Description of the task: Only the lines from the one containing "TARGET = translucent wing" through the end of the entries should be repeated, exactly as they appear, first and last included.

Exercise input:
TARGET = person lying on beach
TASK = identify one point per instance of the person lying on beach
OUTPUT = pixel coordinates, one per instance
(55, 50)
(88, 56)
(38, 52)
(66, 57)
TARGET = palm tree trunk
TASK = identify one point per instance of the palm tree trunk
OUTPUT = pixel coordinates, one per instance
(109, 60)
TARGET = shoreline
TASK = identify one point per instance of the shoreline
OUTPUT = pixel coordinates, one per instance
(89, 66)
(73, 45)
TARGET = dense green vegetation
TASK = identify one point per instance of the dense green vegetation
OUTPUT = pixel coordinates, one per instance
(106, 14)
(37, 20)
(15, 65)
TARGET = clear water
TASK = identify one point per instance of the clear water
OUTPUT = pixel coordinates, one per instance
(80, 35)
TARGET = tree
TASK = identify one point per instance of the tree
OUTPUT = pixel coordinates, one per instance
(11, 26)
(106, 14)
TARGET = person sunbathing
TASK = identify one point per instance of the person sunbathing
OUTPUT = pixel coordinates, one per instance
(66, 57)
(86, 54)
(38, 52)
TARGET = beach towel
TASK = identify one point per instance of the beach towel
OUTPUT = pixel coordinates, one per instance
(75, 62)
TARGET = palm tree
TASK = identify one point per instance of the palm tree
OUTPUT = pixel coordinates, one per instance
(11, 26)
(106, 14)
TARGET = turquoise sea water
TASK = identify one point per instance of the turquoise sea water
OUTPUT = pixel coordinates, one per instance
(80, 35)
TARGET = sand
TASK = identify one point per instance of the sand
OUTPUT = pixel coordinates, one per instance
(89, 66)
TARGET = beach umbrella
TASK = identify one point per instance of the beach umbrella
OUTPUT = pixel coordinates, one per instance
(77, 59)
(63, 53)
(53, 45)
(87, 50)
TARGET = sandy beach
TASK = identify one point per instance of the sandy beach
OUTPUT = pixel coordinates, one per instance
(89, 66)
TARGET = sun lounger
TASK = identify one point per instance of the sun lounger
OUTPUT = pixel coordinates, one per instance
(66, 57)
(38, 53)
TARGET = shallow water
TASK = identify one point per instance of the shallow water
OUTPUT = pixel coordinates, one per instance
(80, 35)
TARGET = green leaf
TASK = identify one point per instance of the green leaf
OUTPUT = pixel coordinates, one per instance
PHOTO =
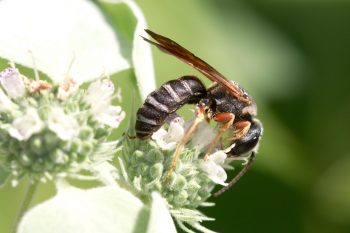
(141, 51)
(59, 33)
(108, 210)
(4, 175)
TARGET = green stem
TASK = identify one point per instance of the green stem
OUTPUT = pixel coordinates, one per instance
(28, 197)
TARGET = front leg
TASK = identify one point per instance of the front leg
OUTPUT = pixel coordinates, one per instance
(227, 119)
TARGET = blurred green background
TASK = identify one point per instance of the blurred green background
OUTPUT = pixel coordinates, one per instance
(294, 59)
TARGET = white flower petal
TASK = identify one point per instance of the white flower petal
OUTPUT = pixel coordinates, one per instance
(168, 140)
(99, 94)
(12, 82)
(5, 102)
(213, 167)
(111, 116)
(218, 157)
(24, 127)
(66, 127)
(203, 136)
(160, 218)
(56, 32)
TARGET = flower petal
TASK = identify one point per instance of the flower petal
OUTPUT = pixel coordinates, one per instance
(57, 32)
(12, 82)
(111, 116)
(160, 219)
(66, 127)
(24, 127)
(5, 102)
(168, 140)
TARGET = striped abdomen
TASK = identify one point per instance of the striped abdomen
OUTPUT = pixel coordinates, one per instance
(166, 100)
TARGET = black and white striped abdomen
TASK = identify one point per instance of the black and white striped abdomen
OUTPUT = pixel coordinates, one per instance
(166, 100)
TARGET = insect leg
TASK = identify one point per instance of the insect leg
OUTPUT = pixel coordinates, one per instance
(241, 129)
(238, 176)
(200, 116)
(227, 119)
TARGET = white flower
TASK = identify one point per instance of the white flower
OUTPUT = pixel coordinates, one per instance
(24, 127)
(111, 116)
(168, 140)
(99, 96)
(65, 126)
(213, 167)
(67, 87)
(5, 102)
(12, 82)
(203, 136)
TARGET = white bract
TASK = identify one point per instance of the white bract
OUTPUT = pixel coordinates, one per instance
(57, 32)
(12, 82)
(24, 127)
(65, 126)
(203, 136)
(213, 167)
(99, 95)
(167, 140)
(111, 116)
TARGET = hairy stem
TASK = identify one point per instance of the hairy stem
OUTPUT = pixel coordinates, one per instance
(28, 197)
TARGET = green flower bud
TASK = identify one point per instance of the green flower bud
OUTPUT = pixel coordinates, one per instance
(156, 171)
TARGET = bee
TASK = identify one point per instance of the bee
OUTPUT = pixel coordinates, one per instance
(225, 102)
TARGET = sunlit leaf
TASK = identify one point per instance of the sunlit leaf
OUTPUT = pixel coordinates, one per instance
(141, 51)
(72, 210)
(3, 176)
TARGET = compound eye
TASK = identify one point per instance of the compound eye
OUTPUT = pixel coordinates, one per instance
(242, 147)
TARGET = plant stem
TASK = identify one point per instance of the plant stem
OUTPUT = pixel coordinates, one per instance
(28, 197)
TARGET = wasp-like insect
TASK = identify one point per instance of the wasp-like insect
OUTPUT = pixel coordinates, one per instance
(225, 102)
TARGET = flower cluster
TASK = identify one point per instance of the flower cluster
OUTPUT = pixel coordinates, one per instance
(50, 130)
(144, 165)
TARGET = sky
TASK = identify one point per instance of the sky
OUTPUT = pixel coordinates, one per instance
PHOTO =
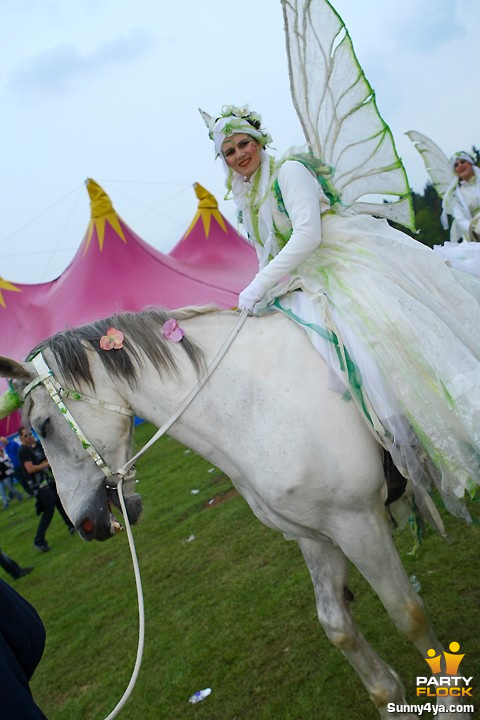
(109, 89)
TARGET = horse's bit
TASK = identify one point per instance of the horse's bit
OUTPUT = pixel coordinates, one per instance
(57, 392)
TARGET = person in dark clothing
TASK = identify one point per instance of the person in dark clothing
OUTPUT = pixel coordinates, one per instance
(11, 448)
(35, 467)
(34, 472)
(12, 567)
(39, 453)
(22, 641)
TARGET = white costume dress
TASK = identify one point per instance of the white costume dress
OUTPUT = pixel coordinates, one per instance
(462, 201)
(392, 320)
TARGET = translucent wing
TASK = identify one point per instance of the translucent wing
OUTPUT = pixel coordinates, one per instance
(435, 160)
(338, 112)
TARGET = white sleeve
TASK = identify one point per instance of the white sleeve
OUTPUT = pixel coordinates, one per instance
(462, 216)
(300, 193)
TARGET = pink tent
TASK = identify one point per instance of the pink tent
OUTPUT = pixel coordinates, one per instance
(115, 270)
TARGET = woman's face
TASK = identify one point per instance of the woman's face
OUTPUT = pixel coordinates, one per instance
(242, 153)
(463, 169)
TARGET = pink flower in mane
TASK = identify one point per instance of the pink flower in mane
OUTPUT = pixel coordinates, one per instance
(172, 330)
(113, 340)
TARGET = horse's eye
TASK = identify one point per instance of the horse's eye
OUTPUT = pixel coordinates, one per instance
(44, 428)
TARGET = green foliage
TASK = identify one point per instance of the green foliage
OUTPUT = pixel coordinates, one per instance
(427, 208)
(232, 609)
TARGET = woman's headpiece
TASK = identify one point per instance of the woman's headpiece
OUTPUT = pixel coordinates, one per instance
(235, 120)
(461, 155)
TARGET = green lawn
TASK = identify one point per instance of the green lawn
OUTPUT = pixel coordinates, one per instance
(232, 609)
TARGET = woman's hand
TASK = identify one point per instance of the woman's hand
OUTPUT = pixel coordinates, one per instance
(252, 294)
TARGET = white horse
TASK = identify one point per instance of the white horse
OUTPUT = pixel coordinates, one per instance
(300, 455)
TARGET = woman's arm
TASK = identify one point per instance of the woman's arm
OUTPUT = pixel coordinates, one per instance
(300, 193)
(461, 215)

Written response:
TARGET = translucent wing
TASK = identify one point per instance of the translucent wing
OUTPUT = pixel coordinates, one per instance
(435, 160)
(338, 112)
TARGET = white sleeve
TASK = identify one point per instance of the white sleeve
OUTPUT = pixel coordinates, one per instance
(462, 216)
(300, 193)
TARGET = pink tent
TASK = identify one point per instance of the pink tent
OUTPUT = pixel coordinates, one per instance
(115, 270)
TARGET = woman's face
TASK = identify one point per instance of the woman's face
OUTPUT = pixel coordinates, one per instance
(242, 153)
(463, 169)
TARGET = pink flower in mane
TASK = identify one point per instance of the pink flower in mane
OUTPUT = pixel coordinates, one per instance
(172, 330)
(113, 340)
TARGET = horse's eye
TASK = identify one point per instance of the horse's eye
OUTPUT = pixel coordinates, one per instance
(44, 428)
TARGET = green foliage
TASK = identify one point per instance of the green foliage
OUTPUT = pixel coordinates, one per instance
(427, 208)
(232, 609)
TARGET = woman's headpiece
TASK = identify one point per instance of the woman's headpiece
OUTPUT = pixel coordinates, one per instance
(235, 120)
(461, 155)
TARGET = green lawn
TASK = identify one point per instance of the green lawn
OUTPUT = pixel coordinates, one per instance
(232, 609)
TARGET = woman's hand
TASK = identify one point per instance of the woman's hand
OUTPUT = pixel coordinates, one per instance
(252, 294)
TARGET = white horse
TASK = identify one point per instance of the white horse
OUTPUT = pixel coordinates, one per instance
(300, 455)
TARGET = woman's arm
TASK = identify one point per instance of the woman's arm
OUTPUT = pixel coordinates, one per instance
(300, 193)
(461, 215)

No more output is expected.